▶ **EXERCISE TEXT**:

......

Remember, as an IT professional, all you have to do is to quickly push the right buttons, in the right sequence, at the right time and with zero errors. But as I pointed out in Entropy - the Bane of Programmers and The Demon of Software, it is very difficult indeed, and the problem lies with the second law of thermodynamics. There are only a very few sequences of button pushes in the vast number of possible button pushes that will actually get the job done properly, and the odds of you doing that are quite small indeed. Worse yet, in Software Chaos I showed that pushing just one button in the sequence incorrectly can lead to catastrophic results. Now the right sequence of button pushes already exists, all you have to do is find it and execute it perfectly! As we saw in The Demon of Software, in order to accomplish this, we have to turn some unknown information, called entropy, into known information that we can use, and the only way we can do that is to turn an ordered form of energy into the disordered form of energy we call heat. Some of this heat generation will take place in your brain as you think through the problem. A programmer on a 2400-calorie diet (2400 kcal/day) produces about 100 watts of heat sitting at her desk and about 20 watts of that heat comes from her brain. The remainder of this heat generation will come from pushing the buttons themselves. This puts us in a bit of a bind. The second law of thermodynamics states that it is impossible to turn unknown information, entropy, into useable known information without an accompanying increase in entropy someplace else in the Universe because the total amount of entropy in the Universe must always increase whenever a change is made. So we are forced to extract the correct sequence of button pushes from the vast number of possible button pushes by dumping some entropy into heat as we degrade the high-grade chemical energy in our brains and fingers into heat energy. However, there is another possibility open to us.
All forms of self-replicating information evolve over time using the Darwinian processes of inheritance, innovation and natural selection to blindly find solutions to problems and the same must have been true for the early parasitic RNA molecules that invaded the early protocells. The blind Darwinian processes of inheritance, innovation and natural selection make it possible to push the right sequence of buttons necessary to create a self-replicating strand of RNA that could then invade the already-existing protocells of autocatalytic self-replicating pathways of organic molecules residing within the protective phospholipid membranes of protocells. For the remainder of this post let's explore how that might have happened.

......

▶ **EXTRACTED DATA**:
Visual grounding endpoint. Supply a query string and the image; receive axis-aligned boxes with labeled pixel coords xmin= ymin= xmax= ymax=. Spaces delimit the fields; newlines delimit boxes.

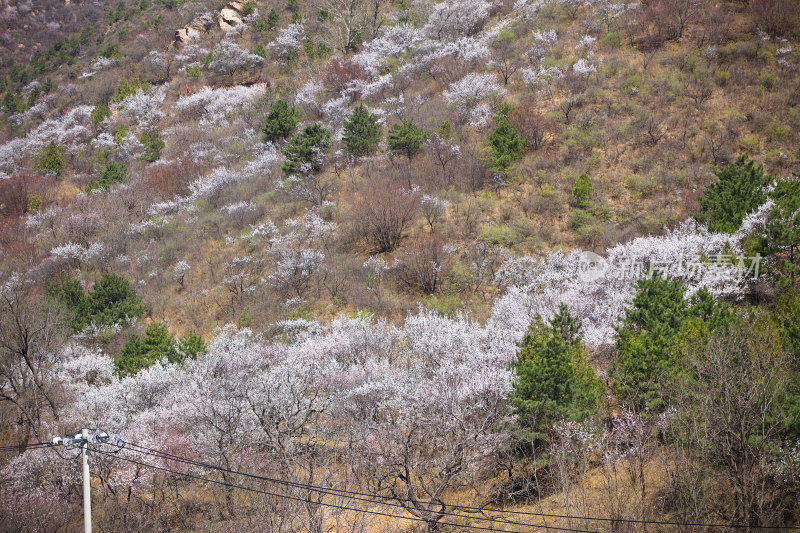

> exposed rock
xmin=218 ymin=4 xmax=242 ymax=31
xmin=175 ymin=13 xmax=214 ymax=44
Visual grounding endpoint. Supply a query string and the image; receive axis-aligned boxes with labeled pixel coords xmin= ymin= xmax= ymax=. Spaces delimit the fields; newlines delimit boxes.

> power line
xmin=0 ymin=442 xmax=53 ymax=453
xmin=111 ymin=439 xmax=800 ymax=533
xmin=95 ymin=442 xmax=599 ymax=533
xmin=87 ymin=449 xmax=564 ymax=533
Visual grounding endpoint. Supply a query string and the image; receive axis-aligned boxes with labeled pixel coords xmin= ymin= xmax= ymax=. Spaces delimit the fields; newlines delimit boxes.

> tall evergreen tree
xmin=483 ymin=104 xmax=526 ymax=177
xmin=281 ymin=123 xmax=331 ymax=175
xmin=511 ymin=305 xmax=602 ymax=443
xmin=386 ymin=120 xmax=428 ymax=161
xmin=611 ymin=273 xmax=730 ymax=410
xmin=261 ymin=100 xmax=299 ymax=142
xmin=342 ymin=104 xmax=381 ymax=156
xmin=697 ymin=156 xmax=773 ymax=233
xmin=758 ymin=176 xmax=800 ymax=286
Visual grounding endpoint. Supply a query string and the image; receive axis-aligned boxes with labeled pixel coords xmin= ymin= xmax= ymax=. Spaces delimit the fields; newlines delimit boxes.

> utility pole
xmin=81 ymin=428 xmax=92 ymax=533
xmin=53 ymin=428 xmax=109 ymax=533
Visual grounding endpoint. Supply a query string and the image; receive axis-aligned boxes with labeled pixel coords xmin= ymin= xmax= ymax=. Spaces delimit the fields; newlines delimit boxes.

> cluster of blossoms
xmin=0 ymin=106 xmax=92 ymax=179
xmin=269 ymin=22 xmax=306 ymax=58
xmin=117 ymin=83 xmax=169 ymax=130
xmin=175 ymin=85 xmax=265 ymax=125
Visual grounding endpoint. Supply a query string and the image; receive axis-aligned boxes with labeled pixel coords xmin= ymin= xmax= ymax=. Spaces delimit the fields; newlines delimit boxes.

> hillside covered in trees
xmin=0 ymin=0 xmax=800 ymax=533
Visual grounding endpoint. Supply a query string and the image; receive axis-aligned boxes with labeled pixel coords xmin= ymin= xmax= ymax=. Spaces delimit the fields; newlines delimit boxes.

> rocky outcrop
xmin=217 ymin=1 xmax=242 ymax=31
xmin=175 ymin=13 xmax=214 ymax=44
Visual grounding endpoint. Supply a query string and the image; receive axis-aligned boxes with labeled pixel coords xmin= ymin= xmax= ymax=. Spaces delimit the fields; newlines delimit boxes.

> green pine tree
xmin=139 ymin=131 xmax=165 ymax=163
xmin=342 ymin=104 xmax=381 ymax=156
xmin=89 ymin=273 xmax=147 ymax=325
xmin=261 ymin=100 xmax=300 ymax=142
xmin=758 ymin=177 xmax=800 ymax=286
xmin=697 ymin=156 xmax=773 ymax=233
xmin=511 ymin=305 xmax=603 ymax=444
xmin=386 ymin=119 xmax=428 ymax=161
xmin=281 ymin=123 xmax=331 ymax=175
xmin=86 ymin=161 xmax=128 ymax=193
xmin=572 ymin=173 xmax=594 ymax=208
xmin=483 ymin=110 xmax=526 ymax=178
xmin=36 ymin=143 xmax=67 ymax=176
xmin=611 ymin=273 xmax=732 ymax=410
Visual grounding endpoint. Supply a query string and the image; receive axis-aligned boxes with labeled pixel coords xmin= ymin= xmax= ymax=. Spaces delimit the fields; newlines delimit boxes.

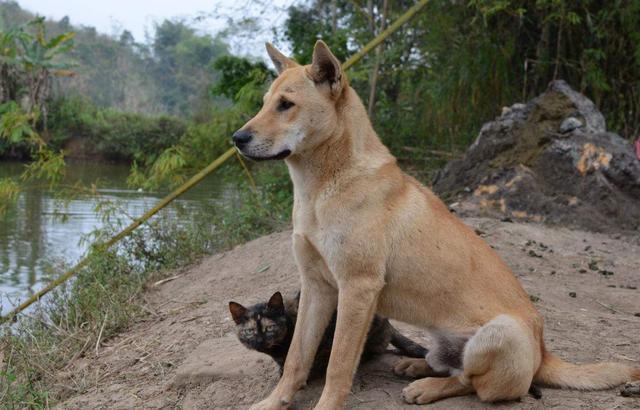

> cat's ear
xmin=265 ymin=43 xmax=298 ymax=75
xmin=267 ymin=292 xmax=284 ymax=312
xmin=229 ymin=302 xmax=247 ymax=325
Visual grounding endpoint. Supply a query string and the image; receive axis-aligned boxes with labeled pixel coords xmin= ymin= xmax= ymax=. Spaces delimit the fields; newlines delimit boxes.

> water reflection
xmin=0 ymin=162 xmax=223 ymax=312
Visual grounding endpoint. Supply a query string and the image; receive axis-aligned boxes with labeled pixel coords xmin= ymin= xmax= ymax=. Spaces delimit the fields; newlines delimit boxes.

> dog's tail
xmin=389 ymin=325 xmax=429 ymax=358
xmin=533 ymin=351 xmax=640 ymax=390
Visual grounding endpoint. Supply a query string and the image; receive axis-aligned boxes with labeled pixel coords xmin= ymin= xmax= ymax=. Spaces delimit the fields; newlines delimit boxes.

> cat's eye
xmin=277 ymin=98 xmax=295 ymax=112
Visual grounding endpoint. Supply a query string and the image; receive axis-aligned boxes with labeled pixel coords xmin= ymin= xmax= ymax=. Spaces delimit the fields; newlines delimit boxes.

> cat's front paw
xmin=249 ymin=397 xmax=289 ymax=410
xmin=393 ymin=358 xmax=429 ymax=379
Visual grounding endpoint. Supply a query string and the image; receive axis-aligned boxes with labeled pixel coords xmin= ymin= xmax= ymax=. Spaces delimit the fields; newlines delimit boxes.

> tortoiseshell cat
xmin=229 ymin=292 xmax=428 ymax=377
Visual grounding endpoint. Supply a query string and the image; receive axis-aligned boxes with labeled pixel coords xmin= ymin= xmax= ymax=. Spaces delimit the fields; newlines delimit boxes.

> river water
xmin=0 ymin=162 xmax=229 ymax=313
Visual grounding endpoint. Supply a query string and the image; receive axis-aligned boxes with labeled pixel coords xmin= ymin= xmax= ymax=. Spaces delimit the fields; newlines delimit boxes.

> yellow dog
xmin=233 ymin=41 xmax=640 ymax=409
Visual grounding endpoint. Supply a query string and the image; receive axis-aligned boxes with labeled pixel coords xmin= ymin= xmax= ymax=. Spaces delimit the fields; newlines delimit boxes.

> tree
xmin=15 ymin=17 xmax=75 ymax=129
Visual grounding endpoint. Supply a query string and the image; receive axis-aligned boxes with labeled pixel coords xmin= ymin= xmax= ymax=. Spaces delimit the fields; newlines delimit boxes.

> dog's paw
xmin=402 ymin=379 xmax=436 ymax=404
xmin=249 ymin=397 xmax=289 ymax=410
xmin=393 ymin=358 xmax=429 ymax=379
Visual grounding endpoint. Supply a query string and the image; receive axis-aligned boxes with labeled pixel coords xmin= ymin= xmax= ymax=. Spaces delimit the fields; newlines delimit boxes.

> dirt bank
xmin=59 ymin=219 xmax=640 ymax=409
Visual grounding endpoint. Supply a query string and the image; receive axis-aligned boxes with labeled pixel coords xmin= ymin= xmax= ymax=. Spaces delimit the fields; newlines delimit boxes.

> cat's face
xmin=229 ymin=292 xmax=290 ymax=352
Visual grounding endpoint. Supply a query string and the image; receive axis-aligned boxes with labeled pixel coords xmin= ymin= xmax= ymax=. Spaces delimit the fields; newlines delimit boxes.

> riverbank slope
xmin=58 ymin=218 xmax=640 ymax=409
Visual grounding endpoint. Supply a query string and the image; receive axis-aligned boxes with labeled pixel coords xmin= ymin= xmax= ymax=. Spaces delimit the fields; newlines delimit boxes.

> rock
xmin=433 ymin=81 xmax=640 ymax=233
xmin=559 ymin=117 xmax=582 ymax=134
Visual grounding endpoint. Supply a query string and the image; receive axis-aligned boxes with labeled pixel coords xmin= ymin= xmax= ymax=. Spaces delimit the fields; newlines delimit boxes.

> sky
xmin=18 ymin=0 xmax=304 ymax=55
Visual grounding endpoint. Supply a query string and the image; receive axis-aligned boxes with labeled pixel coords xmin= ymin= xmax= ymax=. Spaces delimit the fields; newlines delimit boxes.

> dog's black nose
xmin=232 ymin=130 xmax=253 ymax=148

......

▶ **EXERCISE**: Copy word for word the part of the entropy passage that opens with "All forms of" and closes with "might have happened.". The rows have nothing to do with the entropy passage.

▶ **RESPONSE TO THIS TASK**:
All forms of self-replicating information evolve over time using the Darwinian processes of inheritance, innovation and natural selection to blindly find solutions to problems and the same must have been true for the early parasitic RNA molecules that invaded the early protocells. The blind Darwinian processes of inheritance, innovation and natural selection make it possible to push the right sequence of buttons necessary to create a self-replicating strand of RNA that could then invade the already-existing protocells of autocatalytic self-replicating pathways of organic molecules residing within the protective phospholipid membranes of protocells. For the remainder of this post let's explore how that might have happened.